# [What you will do]
Repeat the listing below in full, exactly as it stands.

Extracted data entries
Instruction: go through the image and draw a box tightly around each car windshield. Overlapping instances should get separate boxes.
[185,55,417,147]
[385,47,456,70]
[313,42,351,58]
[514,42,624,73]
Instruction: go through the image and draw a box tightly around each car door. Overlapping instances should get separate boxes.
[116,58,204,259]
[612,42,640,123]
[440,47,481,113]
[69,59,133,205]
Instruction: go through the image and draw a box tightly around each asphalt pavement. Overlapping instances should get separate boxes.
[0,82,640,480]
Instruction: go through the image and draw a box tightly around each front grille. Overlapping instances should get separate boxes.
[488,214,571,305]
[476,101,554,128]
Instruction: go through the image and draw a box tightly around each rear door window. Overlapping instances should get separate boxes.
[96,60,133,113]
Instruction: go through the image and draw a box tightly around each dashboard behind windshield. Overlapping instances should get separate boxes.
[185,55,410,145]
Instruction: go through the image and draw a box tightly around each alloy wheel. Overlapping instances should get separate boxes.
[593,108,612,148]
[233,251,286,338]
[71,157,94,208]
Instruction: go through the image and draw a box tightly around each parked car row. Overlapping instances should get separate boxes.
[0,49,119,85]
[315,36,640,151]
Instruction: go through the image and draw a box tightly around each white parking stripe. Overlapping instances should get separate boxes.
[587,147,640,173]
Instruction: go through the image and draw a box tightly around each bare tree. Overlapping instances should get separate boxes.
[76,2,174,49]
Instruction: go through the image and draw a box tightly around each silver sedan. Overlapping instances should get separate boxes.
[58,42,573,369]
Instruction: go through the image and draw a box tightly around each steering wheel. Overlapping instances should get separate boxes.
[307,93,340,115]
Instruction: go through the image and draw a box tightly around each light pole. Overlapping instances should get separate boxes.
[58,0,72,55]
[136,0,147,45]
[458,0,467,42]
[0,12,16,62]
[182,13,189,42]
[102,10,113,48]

# [Result]
Instruction: go through the image and draw a box tightly around each car windshield. Overlapping instances should get separate boxes.
[185,55,417,147]
[385,47,456,70]
[313,42,351,58]
[514,42,624,73]
Instruction: go through the image and draw a box tightly around each car door. Overlapping instances should get separate boxes.
[116,58,204,259]
[612,42,640,123]
[440,47,481,113]
[69,59,133,205]
Instruction: go through the image and draw a box tightly around each asphalt pavement. Overlapping instances should get separate boxes.
[0,82,640,480]
Instruction: go through the image and draw a box tightly around each front grille. Overlapping instances should get separate boxes.
[488,214,571,305]
[476,101,554,128]
Instruction: go through the image and draw a box tightly around each rear door window. Overlapping instances should get separate boxes.
[96,60,133,113]
Instruction: go through the image and draw a box tightly around each dashboard behind windshield. Overlapping instances should get separate boxes.
[185,55,410,145]
Instruction: go through the image and draw a box tightly around each alloy wheel. Overlapping instances should get separate boxes.
[593,108,612,148]
[233,251,286,338]
[71,157,94,208]
Instruction: go through the image and draw a box tightly around each parked car row. Overlapping instances should get separate boxes.
[0,49,119,85]
[315,36,640,151]
Instruction: go through the image and draw a box tightly around each white parking stripe. Overlapping instances should get separate boxes.
[587,147,640,173]
Instruction: go through the image and draw a box tightly around each bare tree. Overlapping instances should get separate boxes.
[76,2,174,49]
Instruction: go through the image and draw a box tightly around each silver sedan. Overlapping instances should get separate boxes.
[58,42,573,369]
Instruction: go through the image and draw a box tightly around each steering wheel. Overlapping instances should get separate boxes.
[307,93,340,115]
Instruction: go through the image and draw a box tightly around each light pole. Overlapping instances should get separate boxes.
[58,0,72,55]
[136,0,147,45]
[458,0,467,42]
[0,12,16,62]
[182,13,189,42]
[102,10,113,48]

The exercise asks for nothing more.